DP-FedLoRA: Privacy-Enhanced Federated Fine-Tuning for On-Device Large Language Models
Honghui Xu 1, Shiva Shrestha 1, Wei Chen 2, Zhiyuan Li 2, Zhipeng Cai 3
Published on arXiv
2509.09097
Membership Inference Attack
OWASP ML Top 10 — ML04
Key Finding
DP-FedLoRA delivers competitive benchmark performance while providing formal (ε,δ)-DP guarantees against membership inference attacks from a semi-honest central server
DP-FedLoRA
Novel technique introduced
As on-device large language model (LLM) systems become increasingly prevalent, federated fine-tuning enables advanced language understanding and generation directly on edge devices; however, it also involves processing sensitive, user-specific data, raising significant privacy concerns within the federated learning framework. To address these challenges, we propose DP-FedLoRA, a privacy-enhanced federated fine-tuning framework that integrates LoRA-based adaptation with differential privacy in a communication-efficient setting. Each client locally clips and perturbs its LoRA matrices using Gaussian noise to satisfy ($ε$, $δ$)-differential privacy. We further provide a theoretical analysis demonstrating the unbiased nature of the updates and deriving bounds on the variance introduced by noise, offering practical guidance for privacy-budget calibration. Experimental results across mainstream benchmarks show that DP-FedLoRA delivers competitive performance while offering strong privacy guarantees, paving the way for scalable and privacy-preserving LLM deployment in on-device environments.
Key Contributions
- DP-FedLoRA framework combining LoRA-based federated fine-tuning with (ε,δ)-differential privacy via Gaussian noise injection and norm clipping on client LoRA matrices
- Noise-injected aggregation mechanism that preserves LoRA structure and supports heterogeneous clients with varying adaptation ranks
- Theoretical analysis bounding the variance introduced by the Gaussian mechanism, providing practical guidance for privacy-budget calibration
🛡️ Threat Analysis
The explicit threat model is a semi-honest central server performing membership inference attacks on shared LoRA update matrices; DP-FedLoRA applies Gaussian noise and norm clipping specifically to defend against this binary membership-inference threat, with a dedicated threat model section (Section 4) scoped to MIA.

§ Excerpted records:
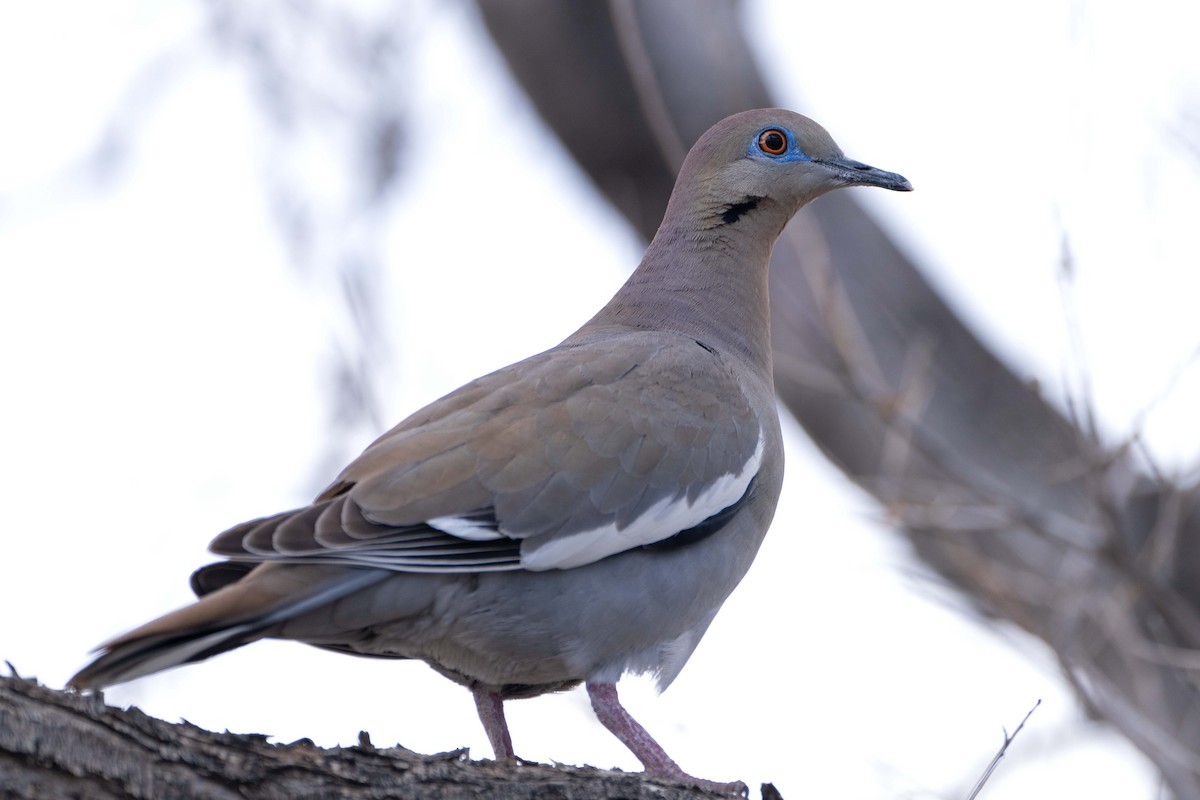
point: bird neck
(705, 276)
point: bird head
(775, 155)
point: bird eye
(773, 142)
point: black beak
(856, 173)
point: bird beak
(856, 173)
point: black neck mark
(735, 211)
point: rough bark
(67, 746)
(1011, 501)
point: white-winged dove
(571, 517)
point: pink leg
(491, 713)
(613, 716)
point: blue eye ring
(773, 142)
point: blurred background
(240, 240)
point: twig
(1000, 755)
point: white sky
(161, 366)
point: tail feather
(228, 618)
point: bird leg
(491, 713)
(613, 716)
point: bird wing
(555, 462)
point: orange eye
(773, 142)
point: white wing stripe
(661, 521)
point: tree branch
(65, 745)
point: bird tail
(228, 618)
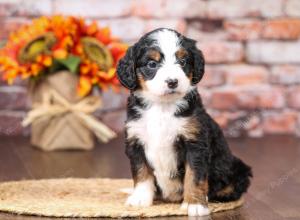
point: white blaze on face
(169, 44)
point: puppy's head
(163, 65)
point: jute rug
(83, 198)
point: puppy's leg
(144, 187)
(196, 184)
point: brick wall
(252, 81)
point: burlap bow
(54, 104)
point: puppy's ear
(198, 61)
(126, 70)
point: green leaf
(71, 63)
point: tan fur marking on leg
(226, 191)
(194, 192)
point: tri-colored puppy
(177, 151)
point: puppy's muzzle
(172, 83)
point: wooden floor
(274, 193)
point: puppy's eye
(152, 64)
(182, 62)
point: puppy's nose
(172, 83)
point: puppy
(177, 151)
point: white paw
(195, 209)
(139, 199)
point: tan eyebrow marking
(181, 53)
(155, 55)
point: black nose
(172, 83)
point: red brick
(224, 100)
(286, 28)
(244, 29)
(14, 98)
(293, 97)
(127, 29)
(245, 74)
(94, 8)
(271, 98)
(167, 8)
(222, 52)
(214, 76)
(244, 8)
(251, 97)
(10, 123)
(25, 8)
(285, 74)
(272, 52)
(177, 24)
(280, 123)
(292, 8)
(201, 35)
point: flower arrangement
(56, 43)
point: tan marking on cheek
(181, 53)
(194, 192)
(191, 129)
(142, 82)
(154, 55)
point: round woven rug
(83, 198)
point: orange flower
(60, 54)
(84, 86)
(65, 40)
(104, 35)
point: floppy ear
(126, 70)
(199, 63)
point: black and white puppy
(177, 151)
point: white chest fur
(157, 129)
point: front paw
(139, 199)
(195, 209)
...
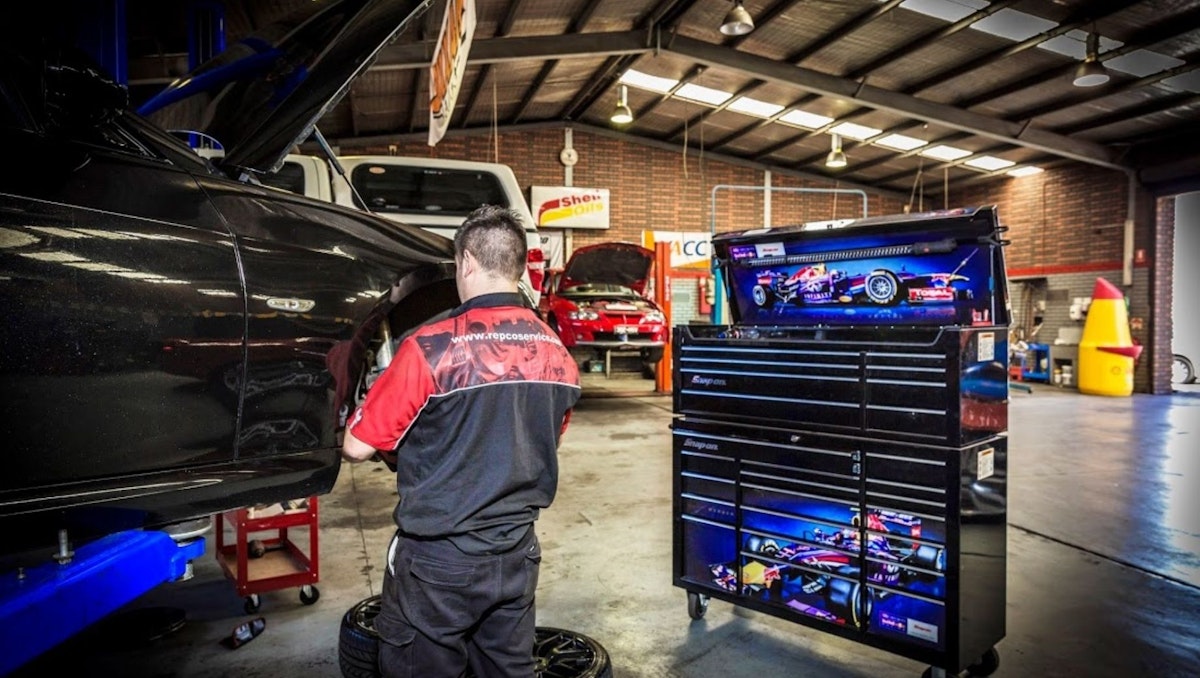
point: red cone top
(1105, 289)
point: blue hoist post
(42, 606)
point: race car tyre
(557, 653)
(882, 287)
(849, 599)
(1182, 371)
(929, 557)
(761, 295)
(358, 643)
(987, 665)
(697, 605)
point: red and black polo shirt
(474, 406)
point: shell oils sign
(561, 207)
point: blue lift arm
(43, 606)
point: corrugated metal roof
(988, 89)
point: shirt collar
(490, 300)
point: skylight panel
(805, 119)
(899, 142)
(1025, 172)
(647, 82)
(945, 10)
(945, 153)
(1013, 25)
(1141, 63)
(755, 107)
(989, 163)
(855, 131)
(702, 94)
...
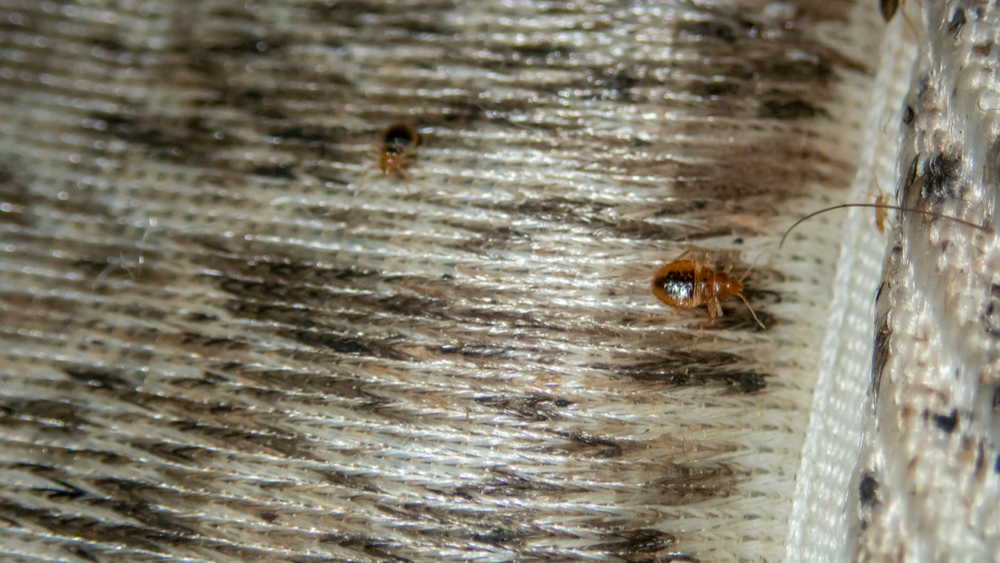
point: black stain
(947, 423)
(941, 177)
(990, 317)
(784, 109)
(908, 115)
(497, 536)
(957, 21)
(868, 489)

§ Instructions:
1. From the DP-FedLoRA page, write out the passage between "Key Contributions" and "scoped to MIA.", inclusive.
2. Translate this sentence from the DP-FedLoRA page into Spanish: "To address these challenges, we propose DP-FedLoRA, a privacy-enhanced federated fine-tuning framework that integrates LoRA-based adaptation with differential privacy in a communication-efficient setting."
3. Which section of the paper does the DP-FedLoRA page identify as the dedicated threat model section?

§ Activity answers:
1.
Key Contributions
- DP-FedLoRA framework combining LoRA-based federated fine-tuning with (ε,δ)-differential privacy via Gaussian noise injection and norm clipping on client LoRA matrices
- Noise-injected aggregation mechanism that preserves LoRA structure and supports heterogeneous clients with varying adaptation ranks
- Theoretical analysis bounding the variance introduced by the Gaussian mechanism, providing practical guidance for privacy-budget calibration
🛡️ Threat Analysis
The explicit threat model is a semi-honest central server performing membership inference attacks on shared LoRA update matrices; DP-FedLoRA applies Gaussian noise and norm clipping specifically to defend against this binary membership-inference threat, with a dedicated threat model section (Section 4) scoped to MIA.

2. Para abordar estos desafíos, proponemos DP-FedLoRA, un marco de ajuste fino federado con privacidad reforzada que integra la adaptación basada en LoRA con la privacidad diferencial en un entorno eficiente en comunicación.

3. Section 4